● Aim of the task:
Print the lines below word for word, with no changes.

Lines contained in a dataset
((

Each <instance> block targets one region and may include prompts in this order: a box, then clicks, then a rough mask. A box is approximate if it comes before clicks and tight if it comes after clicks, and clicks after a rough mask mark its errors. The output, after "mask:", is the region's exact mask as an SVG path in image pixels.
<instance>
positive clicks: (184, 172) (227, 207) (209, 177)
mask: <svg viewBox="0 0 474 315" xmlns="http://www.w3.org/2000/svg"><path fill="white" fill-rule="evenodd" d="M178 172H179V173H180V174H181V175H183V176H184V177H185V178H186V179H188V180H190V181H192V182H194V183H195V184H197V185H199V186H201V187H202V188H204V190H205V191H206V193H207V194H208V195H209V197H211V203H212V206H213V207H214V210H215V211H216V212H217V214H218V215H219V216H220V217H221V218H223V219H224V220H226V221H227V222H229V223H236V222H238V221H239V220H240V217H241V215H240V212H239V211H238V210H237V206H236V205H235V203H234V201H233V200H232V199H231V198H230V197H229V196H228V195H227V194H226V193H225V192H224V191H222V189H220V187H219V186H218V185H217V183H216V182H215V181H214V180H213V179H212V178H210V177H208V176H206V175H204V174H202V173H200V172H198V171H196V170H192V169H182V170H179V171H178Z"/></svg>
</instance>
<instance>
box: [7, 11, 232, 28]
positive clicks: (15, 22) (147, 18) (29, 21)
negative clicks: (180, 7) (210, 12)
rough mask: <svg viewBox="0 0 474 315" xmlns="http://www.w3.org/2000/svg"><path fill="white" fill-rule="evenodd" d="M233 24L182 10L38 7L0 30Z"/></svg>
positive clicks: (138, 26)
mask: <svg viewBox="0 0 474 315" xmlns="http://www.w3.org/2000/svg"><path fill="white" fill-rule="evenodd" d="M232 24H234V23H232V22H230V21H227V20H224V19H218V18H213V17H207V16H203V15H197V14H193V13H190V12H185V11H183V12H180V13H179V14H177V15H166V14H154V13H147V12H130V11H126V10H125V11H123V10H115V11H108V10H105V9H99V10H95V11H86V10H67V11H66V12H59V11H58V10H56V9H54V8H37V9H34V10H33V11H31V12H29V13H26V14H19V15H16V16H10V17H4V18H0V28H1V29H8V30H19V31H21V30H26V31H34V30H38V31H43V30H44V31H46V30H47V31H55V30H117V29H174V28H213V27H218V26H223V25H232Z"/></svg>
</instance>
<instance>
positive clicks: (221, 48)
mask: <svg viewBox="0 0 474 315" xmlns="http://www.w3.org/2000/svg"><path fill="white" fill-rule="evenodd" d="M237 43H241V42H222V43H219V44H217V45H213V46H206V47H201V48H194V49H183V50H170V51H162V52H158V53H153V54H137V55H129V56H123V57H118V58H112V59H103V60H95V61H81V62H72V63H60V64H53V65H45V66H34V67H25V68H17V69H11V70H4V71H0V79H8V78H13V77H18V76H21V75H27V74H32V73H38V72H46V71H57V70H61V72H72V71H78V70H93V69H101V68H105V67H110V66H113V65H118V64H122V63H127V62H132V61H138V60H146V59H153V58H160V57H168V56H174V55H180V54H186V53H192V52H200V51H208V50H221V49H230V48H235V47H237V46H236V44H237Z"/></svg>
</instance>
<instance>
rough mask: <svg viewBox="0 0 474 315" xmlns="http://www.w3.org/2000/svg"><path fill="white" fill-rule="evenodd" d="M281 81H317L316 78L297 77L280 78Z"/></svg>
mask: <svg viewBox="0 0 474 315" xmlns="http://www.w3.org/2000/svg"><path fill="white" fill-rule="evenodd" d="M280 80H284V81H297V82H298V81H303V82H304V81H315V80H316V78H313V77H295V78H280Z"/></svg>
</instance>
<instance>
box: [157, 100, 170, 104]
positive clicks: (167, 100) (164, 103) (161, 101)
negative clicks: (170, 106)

))

● Response below:
Each <instance> block targets one region and may include prompts in this order: a box, then clicks, then a rough mask. A box is approximate if it comes before clicks and tight if it comes after clicks, and clicks after a rough mask mark its errors. The output, after "mask:", is the region's exact mask as an SVG path in image pixels.
<instance>
positive clicks: (184, 172) (227, 207) (209, 177)
mask: <svg viewBox="0 0 474 315" xmlns="http://www.w3.org/2000/svg"><path fill="white" fill-rule="evenodd" d="M178 172H179V173H180V174H181V175H183V176H184V177H185V178H186V179H188V180H190V181H192V182H194V183H195V184H197V185H199V186H201V187H202V188H204V190H205V191H206V193H207V194H208V195H209V197H211V203H212V206H213V207H214V210H215V211H216V212H217V214H218V215H219V216H220V217H221V218H223V219H224V220H226V221H227V222H229V223H236V222H238V221H239V220H240V217H241V215H240V212H239V211H238V210H237V206H236V205H235V203H234V201H233V200H232V199H231V198H230V197H229V196H228V195H227V194H226V193H225V192H224V191H222V189H220V187H219V186H218V185H217V183H216V182H215V181H214V180H213V179H212V178H210V177H208V176H206V175H204V174H202V173H200V172H198V171H196V170H192V169H182V170H179V171H178Z"/></svg>
</instance>
<instance>
box: [7, 11, 232, 28]
positive clicks: (15, 22) (147, 18) (29, 21)
negative clicks: (180, 7) (210, 12)
rough mask: <svg viewBox="0 0 474 315" xmlns="http://www.w3.org/2000/svg"><path fill="white" fill-rule="evenodd" d="M233 24L182 10L38 7L0 30Z"/></svg>
positive clicks: (138, 26)
mask: <svg viewBox="0 0 474 315" xmlns="http://www.w3.org/2000/svg"><path fill="white" fill-rule="evenodd" d="M232 24H234V23H232V22H230V21H227V20H224V19H218V18H213V17H207V16H203V15H197V14H193V13H190V12H185V11H183V12H180V13H179V14H177V15H166V14H154V13H147V12H130V11H126V10H125V11H123V10H115V11H108V10H105V9H99V10H95V11H86V10H67V11H66V12H59V11H58V10H56V9H54V8H37V9H34V10H33V11H31V12H29V13H26V14H19V15H16V16H10V17H4V18H0V28H1V29H8V30H19V31H21V30H26V31H34V30H38V31H43V30H44V31H46V30H47V31H55V30H117V29H174V28H213V27H218V26H223V25H232Z"/></svg>
</instance>
<instance>
positive clicks: (221, 48)
mask: <svg viewBox="0 0 474 315" xmlns="http://www.w3.org/2000/svg"><path fill="white" fill-rule="evenodd" d="M237 43H241V42H222V43H219V44H217V45H213V46H206V47H201V48H194V49H183V50H170V51H162V52H158V53H153V54H137V55H129V56H123V57H118V58H112V59H103V60H95V61H81V62H72V63H60V64H53V65H45V66H34V67H25V68H17V69H11V70H4V71H0V79H8V78H13V77H18V76H21V75H27V74H32V73H38V72H46V71H57V70H61V72H72V71H78V70H93V69H101V68H105V67H110V66H113V65H118V64H122V63H127V62H132V61H138V60H146V59H153V58H160V57H168V56H174V55H180V54H186V53H192V52H200V51H208V50H221V49H230V48H235V47H237V46H236V44H237Z"/></svg>
</instance>
<instance>
rough mask: <svg viewBox="0 0 474 315" xmlns="http://www.w3.org/2000/svg"><path fill="white" fill-rule="evenodd" d="M281 81H317L316 78L297 77L280 78Z"/></svg>
mask: <svg viewBox="0 0 474 315" xmlns="http://www.w3.org/2000/svg"><path fill="white" fill-rule="evenodd" d="M280 80H284V81H297V82H298V81H303V82H304V81H315V80H316V78H313V77H295V78H280Z"/></svg>
</instance>
<instance>
box: [157, 100, 170, 104]
positive clicks: (167, 100) (164, 103) (161, 101)
negative clicks: (170, 106)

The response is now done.